Reproduce the items that begin at the line containing "Target | glass jar with label" and end after the line containing "x=164 y=288", requests included. Shift each answer coordinate by adding 26 to every x and y value.
.....
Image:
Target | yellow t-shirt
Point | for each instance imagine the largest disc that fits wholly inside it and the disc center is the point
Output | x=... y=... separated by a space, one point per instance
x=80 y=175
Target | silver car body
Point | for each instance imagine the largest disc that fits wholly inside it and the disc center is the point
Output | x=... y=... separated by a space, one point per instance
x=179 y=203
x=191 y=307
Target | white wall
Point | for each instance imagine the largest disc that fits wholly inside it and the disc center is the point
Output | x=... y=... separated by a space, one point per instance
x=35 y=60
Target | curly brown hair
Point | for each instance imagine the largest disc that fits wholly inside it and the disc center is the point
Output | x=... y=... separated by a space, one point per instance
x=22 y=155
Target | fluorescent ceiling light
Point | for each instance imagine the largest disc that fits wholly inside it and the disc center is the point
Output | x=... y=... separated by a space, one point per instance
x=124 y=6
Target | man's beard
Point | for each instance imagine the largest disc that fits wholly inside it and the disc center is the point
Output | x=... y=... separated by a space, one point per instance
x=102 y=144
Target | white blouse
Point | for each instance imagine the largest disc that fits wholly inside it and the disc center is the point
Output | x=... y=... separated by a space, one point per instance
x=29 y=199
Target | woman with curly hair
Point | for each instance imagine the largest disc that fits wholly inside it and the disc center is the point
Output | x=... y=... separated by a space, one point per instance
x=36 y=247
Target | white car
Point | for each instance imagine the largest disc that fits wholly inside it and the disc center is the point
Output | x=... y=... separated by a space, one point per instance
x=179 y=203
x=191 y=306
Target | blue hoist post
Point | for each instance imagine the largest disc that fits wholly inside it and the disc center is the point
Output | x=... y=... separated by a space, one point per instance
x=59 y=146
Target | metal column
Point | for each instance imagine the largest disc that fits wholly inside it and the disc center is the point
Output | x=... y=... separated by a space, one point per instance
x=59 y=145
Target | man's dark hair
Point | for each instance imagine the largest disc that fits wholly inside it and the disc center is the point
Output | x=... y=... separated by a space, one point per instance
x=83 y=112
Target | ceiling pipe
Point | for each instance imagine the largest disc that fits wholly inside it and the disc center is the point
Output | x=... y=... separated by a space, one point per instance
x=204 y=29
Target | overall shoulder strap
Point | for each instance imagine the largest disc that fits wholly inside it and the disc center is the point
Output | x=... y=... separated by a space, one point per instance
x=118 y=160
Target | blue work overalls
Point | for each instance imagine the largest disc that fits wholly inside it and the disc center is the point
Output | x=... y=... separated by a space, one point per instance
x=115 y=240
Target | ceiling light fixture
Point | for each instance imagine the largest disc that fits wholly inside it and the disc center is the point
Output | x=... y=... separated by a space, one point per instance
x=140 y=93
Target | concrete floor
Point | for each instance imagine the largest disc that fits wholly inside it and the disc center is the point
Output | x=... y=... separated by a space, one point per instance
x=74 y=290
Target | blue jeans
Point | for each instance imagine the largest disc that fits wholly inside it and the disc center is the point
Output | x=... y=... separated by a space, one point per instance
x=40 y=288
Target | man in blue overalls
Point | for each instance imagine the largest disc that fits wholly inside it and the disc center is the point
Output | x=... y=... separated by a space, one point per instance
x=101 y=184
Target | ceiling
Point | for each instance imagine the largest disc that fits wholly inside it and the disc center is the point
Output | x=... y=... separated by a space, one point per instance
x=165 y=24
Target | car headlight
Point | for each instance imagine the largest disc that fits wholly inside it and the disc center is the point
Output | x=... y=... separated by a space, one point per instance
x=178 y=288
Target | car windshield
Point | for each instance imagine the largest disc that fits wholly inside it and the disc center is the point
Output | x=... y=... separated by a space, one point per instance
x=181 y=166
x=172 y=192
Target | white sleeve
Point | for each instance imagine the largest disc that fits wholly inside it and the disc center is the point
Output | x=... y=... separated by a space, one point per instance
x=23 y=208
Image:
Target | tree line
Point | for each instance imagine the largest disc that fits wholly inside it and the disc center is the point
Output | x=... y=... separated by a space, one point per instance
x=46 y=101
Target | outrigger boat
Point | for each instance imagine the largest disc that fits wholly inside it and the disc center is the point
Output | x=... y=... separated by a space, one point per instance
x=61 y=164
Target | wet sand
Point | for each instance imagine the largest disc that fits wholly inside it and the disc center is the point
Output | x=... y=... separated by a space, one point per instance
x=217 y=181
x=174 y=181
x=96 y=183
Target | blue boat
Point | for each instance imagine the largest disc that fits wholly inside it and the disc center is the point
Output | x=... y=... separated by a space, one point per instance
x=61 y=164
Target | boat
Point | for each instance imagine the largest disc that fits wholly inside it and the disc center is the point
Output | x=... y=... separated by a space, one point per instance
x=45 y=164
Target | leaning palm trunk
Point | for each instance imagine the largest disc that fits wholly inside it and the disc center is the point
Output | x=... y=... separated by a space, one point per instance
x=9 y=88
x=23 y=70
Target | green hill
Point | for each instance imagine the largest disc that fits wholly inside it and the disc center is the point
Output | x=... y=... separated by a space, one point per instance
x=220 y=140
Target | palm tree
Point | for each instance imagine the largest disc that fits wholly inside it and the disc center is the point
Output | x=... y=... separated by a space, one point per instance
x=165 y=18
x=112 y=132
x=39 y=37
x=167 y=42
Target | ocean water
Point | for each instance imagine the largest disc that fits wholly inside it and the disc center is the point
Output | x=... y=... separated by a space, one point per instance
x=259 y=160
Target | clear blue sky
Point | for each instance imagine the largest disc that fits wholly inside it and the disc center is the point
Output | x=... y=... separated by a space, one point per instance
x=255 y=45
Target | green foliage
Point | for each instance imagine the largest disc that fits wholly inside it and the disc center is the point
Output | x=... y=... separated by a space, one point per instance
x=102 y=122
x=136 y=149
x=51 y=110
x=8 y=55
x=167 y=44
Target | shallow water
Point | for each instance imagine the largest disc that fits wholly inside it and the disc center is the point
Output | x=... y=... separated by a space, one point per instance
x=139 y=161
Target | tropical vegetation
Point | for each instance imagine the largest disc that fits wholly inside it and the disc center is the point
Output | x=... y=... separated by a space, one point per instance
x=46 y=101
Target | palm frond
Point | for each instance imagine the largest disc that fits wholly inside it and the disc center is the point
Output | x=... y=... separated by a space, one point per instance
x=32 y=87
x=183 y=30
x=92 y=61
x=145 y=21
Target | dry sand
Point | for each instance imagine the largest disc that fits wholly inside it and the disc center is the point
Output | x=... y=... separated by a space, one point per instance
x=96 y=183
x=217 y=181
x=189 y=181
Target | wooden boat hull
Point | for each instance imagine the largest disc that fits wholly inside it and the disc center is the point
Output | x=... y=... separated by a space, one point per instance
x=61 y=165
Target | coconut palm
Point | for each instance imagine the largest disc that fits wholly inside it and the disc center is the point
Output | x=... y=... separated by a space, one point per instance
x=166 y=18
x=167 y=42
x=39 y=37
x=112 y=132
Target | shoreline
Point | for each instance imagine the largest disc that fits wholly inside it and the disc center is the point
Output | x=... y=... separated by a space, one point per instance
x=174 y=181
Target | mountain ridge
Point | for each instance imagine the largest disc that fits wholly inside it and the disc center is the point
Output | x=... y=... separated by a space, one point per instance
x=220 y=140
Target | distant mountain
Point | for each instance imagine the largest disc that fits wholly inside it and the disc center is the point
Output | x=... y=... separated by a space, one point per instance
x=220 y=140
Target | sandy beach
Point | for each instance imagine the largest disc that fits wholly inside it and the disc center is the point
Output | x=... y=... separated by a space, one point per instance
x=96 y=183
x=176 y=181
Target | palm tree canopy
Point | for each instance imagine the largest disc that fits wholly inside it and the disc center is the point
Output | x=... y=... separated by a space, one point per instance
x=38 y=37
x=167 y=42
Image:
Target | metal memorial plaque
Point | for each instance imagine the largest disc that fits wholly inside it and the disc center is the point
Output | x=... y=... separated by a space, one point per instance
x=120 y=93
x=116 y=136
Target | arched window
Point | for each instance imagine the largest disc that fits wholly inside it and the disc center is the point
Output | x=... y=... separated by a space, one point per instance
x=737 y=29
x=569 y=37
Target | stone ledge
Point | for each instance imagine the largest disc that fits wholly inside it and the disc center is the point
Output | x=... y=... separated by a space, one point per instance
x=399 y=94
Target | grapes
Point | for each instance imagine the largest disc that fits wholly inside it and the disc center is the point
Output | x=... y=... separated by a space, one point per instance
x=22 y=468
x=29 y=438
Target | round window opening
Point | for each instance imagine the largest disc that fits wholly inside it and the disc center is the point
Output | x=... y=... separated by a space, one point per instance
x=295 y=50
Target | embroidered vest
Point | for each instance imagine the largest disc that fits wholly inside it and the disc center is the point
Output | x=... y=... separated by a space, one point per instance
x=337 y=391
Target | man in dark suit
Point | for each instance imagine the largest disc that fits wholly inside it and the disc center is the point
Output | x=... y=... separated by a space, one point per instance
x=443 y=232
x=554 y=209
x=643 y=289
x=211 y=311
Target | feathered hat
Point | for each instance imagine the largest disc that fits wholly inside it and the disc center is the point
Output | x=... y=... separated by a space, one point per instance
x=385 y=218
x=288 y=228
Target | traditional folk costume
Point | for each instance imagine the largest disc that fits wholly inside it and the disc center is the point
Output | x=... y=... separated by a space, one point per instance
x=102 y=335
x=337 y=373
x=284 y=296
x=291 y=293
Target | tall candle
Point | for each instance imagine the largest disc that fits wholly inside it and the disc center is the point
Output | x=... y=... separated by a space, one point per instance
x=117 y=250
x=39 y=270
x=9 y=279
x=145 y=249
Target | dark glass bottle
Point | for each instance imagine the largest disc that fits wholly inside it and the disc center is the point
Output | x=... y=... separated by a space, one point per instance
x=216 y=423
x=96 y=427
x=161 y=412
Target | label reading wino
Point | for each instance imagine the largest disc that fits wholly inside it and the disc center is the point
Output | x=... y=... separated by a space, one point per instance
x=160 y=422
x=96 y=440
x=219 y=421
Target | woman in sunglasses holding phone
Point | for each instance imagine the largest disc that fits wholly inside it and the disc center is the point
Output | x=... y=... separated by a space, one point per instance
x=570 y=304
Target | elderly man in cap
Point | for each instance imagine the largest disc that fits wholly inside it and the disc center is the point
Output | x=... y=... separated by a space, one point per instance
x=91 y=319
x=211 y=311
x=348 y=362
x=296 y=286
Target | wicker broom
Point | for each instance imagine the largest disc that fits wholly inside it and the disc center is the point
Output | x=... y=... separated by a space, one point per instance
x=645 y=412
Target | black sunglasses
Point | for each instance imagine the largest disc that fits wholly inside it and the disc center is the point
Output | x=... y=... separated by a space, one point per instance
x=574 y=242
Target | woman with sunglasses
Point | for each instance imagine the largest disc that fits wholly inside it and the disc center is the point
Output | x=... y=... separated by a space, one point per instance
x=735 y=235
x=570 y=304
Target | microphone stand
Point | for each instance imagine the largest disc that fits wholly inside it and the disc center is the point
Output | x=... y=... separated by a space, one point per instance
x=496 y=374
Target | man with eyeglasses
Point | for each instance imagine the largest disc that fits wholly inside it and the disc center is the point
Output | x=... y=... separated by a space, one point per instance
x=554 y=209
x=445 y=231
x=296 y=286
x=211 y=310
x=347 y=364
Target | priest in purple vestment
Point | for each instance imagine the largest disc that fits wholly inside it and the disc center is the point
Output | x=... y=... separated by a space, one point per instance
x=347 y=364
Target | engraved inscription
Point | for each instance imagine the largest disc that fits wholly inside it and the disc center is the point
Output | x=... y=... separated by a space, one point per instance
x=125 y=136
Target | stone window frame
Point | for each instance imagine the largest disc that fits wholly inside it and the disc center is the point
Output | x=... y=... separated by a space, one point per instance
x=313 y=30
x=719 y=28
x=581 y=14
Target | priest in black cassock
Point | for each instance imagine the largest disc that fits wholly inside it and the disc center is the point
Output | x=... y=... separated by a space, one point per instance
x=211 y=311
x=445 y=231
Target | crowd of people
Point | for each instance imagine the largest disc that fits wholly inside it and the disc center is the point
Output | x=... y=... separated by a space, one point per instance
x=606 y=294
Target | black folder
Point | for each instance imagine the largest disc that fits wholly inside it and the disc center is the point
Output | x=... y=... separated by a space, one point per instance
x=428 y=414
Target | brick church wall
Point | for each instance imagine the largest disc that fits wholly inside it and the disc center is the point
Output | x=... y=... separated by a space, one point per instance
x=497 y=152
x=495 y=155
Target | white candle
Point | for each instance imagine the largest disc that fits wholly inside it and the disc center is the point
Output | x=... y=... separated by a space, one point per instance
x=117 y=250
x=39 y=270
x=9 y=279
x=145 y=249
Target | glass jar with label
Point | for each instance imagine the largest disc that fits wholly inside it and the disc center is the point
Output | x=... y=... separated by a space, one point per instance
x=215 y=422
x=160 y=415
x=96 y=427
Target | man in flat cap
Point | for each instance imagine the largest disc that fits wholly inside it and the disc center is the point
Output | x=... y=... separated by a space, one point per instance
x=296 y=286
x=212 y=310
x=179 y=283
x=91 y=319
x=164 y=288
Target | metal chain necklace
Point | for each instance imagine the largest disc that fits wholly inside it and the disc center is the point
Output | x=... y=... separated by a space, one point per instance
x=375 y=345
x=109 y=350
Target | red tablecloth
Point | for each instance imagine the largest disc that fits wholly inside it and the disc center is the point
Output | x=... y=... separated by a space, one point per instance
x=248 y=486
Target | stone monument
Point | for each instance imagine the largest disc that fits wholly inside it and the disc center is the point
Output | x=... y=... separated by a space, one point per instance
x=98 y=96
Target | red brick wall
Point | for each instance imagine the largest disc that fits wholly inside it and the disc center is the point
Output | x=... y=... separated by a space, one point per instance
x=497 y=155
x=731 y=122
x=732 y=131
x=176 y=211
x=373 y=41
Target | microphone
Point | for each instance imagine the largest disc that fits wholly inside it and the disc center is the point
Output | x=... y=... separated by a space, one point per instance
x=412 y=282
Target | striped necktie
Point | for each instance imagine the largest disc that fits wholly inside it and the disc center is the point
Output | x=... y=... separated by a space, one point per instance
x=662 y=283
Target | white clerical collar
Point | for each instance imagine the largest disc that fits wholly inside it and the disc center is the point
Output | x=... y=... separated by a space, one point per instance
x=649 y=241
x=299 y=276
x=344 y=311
.....
_Final answer_
Target | glass jar with label
Point | for each instance imagine the largest disc that fits wholly inside it and the disc center is the point
Output | x=... y=... separated by a space, one point per instance
x=241 y=448
x=186 y=441
x=122 y=453
Target | man in flat cap
Point | for each instance imagine the largest disc that fits wholly inside it and the disc center is the point
Output | x=... y=... separated by a space, one point per instance
x=322 y=312
x=238 y=336
x=205 y=309
x=117 y=345
x=190 y=314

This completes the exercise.